TEXT:

2.1.4: Design by contract
2.1.5: Routine side effects
2.1.6: Sanity checks
2.1.7: Error handling
2.1.8: Exceptions

2.2: Coding style

2.2.1: General guide lines
2.2.2: Package specific

2.3: Physical level organization

2.3.1: Distribution packages
2.3.2: Directories
2.3.3: File groups

2.4: Documentation style

2.5: Versioning

3: How ecasound works?

3.1: Common use-cases

3.1.1: Simple non-interactive processing
3.1.2: Multitrack mixing
3.1.3: Realtime effect processing
3.1.4: One-track recording
3.1.5: Multitrack recording
3.1.6: Recycling a signal through external devices

3.2: Signal flow

3.3: Control flow

3.3.1: Passive operation
3.3.2: Interactive operation

3.4: Class descriptions

3.4.1: Core
3.4.2: Data objects
3.4.3: Object maps

4: Using ecasound from other programs

4.1: Console mode ecasound - [all languages]

4.2: Ecasound Control Interface - [C++, C, Python]

4.3: Libecasound's ECA_CONTROL class - [C++]

4.4: Ecasound classes as building blocks - [C++]

5: Adding new features and components?

5.1: Things to remember when writing new C++ classes

5.1.1: Copy constructor and assignment operator

5.2: Audio objects

5.3: Effects and other chain operators

5.4: Differences between audio objects and chain operators

5.5: LADSPA plugins



1: Preface

This document describes how ecasound library works, how to use it, how to extend and add features to it and so on. Before reading this document, you should first look at other available documentation (especially ecasound users's guide).

Unlike most web pages, this document really is under construction. :)

2: General guidelines

2.1: Design and programming

2.1.1: Open and generic design

Over the years ecasound's core design has been revised many times. After rewriting some code sections hundreds of times, you start to appreciate genericity. :) Although specific use-cases are used for testing new ideas, they are just design aids.

2.1.2: Object-orientation

Ecasound is written in C++ (as specified in 1997 ANSI/ISO C++ standard). Because C++ language itself doesn't force you to follow OO-principles, I often use Eiffel language as a reference when designing classes and routines.

2.1.3: Data hiding

This OO-feature deserves to be mentioned separately. Whenever possible, I always try to hide the actual data representation. This allows you to make local implementation changes without affecting other parts of the code base. One thing I've especially tried to avoid is excessive use of pointer magic.

PROBLEM SET:
- a) In the ecasound document, which language does the author use as a reference when designing classes and routines?
- b) From the ecasound document, write out the part that opens with the words containing "5.3: Effects and" and closes with "ecasound users's guide).".
The items that follow are separate material and unrelated to the ecasound document.

DATASET EXTRACT:
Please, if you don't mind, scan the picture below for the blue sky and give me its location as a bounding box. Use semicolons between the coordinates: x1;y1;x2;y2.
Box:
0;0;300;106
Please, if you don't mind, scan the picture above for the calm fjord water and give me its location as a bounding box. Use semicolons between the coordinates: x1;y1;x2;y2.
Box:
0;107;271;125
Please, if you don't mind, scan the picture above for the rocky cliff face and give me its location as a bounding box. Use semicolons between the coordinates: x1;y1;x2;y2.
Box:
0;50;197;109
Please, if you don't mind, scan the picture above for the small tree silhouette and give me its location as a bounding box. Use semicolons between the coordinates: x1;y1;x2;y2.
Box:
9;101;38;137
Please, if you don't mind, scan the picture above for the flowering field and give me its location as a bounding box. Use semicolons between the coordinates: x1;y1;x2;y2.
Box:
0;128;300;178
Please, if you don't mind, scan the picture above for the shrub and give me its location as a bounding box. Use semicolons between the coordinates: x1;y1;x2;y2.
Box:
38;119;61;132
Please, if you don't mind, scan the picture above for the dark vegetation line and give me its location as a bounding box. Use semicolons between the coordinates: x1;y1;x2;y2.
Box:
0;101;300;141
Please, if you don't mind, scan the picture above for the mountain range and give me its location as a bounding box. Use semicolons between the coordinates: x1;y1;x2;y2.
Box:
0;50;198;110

...

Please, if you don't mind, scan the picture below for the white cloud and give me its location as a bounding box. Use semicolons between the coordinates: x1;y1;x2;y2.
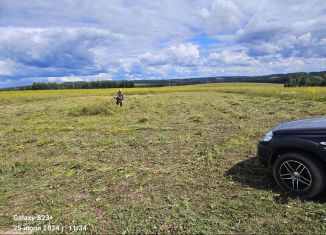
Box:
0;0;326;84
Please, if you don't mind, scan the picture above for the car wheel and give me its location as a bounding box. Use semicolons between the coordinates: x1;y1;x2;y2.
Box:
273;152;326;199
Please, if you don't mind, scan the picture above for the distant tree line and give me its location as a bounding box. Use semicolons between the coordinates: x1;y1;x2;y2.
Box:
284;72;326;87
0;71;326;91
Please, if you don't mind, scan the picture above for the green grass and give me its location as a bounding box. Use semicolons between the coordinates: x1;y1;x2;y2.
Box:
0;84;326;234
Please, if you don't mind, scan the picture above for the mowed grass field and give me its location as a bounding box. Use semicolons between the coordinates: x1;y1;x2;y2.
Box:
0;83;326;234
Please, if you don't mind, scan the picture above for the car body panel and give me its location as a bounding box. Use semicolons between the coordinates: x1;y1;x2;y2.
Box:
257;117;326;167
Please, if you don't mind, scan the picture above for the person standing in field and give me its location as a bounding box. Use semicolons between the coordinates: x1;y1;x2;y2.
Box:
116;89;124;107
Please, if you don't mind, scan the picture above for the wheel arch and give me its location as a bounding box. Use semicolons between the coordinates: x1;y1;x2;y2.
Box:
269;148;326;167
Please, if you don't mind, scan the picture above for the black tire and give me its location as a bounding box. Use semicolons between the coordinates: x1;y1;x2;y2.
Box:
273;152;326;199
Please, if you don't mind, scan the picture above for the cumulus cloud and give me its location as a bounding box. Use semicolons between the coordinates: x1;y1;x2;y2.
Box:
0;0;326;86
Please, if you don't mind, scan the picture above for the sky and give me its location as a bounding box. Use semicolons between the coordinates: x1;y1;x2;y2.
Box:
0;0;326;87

--

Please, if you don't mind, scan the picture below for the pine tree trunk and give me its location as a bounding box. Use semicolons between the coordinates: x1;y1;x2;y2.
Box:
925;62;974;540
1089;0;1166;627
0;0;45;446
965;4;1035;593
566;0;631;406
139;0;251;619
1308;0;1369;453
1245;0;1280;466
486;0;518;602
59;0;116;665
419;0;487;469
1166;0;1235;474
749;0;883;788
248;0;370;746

RESULTS IN ORDER:
- a) Eiffel

- b)
5.3: Effects and other chain operators

5.4: Differences between audio objects and chain operators

5.5: LADSPA plugins



1: Preface

This document describes how ecasound library works, how to use it, how to extend and add features to it and so on. Before reading this document, you should first look at other available documentation (especially ecasound users's guide).